— Text section —
+---+

Norwegian violinist, teacher and composer (1861–1939)

Gustav Fredrik Lange (February 22, 1861 – February 11, 1939) was a Norwegian violinist, violin teacher, theory teacher, and composer. During his time, he was considered one of Norway's best in his field.

== Biography ==
Lange was born in Halden. He was the second concertmaster of the Oslo Philharmonic from its beginning in 1919, and for a time he served as first concertmaster at the Christiania Theatre and National Theatre. With Ole Olsen and Edvard Grieg, he created music for Henrik Ibsen's comedy The League of Youth (premiere at the Swedish Theatre, 1901). Like Ole Olsen, Lange was a Freemason and worked as a conductor and arranger for the Freemasons Orchestra (1921–1936). In Halden he was a member of a chamber quartet together with Oscar Borg (his violin teacher in his youth), Markus Boberg, and the cellist Dupery Hamilton.

Together with Peter Brynie Lindeman, Lange edited the periodical Orkestertidende—blad for musikere og musikervenner (The Orchestra Times: A Paper for Musicians and Their Friends; 1892–1894). Lange was a cofounder of the Oslo Music Teachers Association, the Norwegian Music Teachers' National Federation, and the National Federation of Norwegian Musical Artists (Norsk Tonekunstnersamfund). He also taught violin, theory, and harmony at the Oslo Conservatory of Music (1889–1937).

Lange died in Oslo.

+---+

— How to complete this task —
Answer these questions from the text on Gustav Fredrik Lange:
1. In which town was Lange born?
2. In what year did Lange begin as second concertmaster of the Oslo Philharmonic?
3. During which years did Lange teach at the Oslo Conservatory of Music?
The items that come after this text are separate material and are unrelated to it.

+---+

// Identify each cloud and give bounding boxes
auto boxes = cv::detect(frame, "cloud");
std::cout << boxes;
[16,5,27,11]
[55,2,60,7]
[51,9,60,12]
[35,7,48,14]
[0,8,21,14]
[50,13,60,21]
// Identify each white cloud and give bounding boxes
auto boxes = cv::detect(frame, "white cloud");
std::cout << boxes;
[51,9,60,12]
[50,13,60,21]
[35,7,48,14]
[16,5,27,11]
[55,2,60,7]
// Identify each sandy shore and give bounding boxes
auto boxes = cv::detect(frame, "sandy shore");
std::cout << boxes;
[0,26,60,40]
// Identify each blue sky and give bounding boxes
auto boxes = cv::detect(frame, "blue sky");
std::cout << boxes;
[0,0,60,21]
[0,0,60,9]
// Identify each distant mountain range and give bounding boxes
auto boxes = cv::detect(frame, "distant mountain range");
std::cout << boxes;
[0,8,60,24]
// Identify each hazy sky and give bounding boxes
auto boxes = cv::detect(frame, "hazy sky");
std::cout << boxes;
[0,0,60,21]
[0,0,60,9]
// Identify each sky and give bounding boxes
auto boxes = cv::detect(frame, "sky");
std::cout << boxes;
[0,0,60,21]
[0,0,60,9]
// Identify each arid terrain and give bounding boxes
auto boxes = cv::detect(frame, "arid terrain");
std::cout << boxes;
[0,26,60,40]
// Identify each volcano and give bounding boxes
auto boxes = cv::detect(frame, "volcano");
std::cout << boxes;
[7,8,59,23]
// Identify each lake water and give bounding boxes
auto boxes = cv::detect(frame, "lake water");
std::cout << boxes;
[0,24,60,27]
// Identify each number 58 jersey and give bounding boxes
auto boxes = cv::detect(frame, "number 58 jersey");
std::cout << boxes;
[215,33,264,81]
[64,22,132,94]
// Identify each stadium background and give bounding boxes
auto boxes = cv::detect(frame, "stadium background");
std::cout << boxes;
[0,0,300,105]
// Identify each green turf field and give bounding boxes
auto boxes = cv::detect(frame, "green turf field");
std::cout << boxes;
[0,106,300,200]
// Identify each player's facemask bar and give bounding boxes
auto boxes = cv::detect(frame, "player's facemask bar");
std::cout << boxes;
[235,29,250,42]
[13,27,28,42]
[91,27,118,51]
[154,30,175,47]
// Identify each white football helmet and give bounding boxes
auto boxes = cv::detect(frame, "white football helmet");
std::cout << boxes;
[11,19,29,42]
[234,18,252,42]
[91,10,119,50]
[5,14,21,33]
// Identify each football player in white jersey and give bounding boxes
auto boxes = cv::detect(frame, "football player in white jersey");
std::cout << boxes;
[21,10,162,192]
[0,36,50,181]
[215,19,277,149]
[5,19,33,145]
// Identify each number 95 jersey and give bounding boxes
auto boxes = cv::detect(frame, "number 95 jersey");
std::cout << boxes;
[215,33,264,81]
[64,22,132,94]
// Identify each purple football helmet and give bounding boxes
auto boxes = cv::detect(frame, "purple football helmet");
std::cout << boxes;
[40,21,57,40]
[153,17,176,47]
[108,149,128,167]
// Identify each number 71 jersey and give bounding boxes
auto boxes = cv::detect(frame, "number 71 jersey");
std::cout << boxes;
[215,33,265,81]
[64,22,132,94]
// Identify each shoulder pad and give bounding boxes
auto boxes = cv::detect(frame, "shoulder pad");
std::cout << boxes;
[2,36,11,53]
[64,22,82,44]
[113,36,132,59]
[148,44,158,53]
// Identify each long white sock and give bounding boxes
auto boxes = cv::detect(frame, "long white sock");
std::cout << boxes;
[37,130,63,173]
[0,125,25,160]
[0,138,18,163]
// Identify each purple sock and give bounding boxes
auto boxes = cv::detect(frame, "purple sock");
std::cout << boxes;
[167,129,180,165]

+---+

— Output below —
1. Halden
2. 1919
3. 1889–1937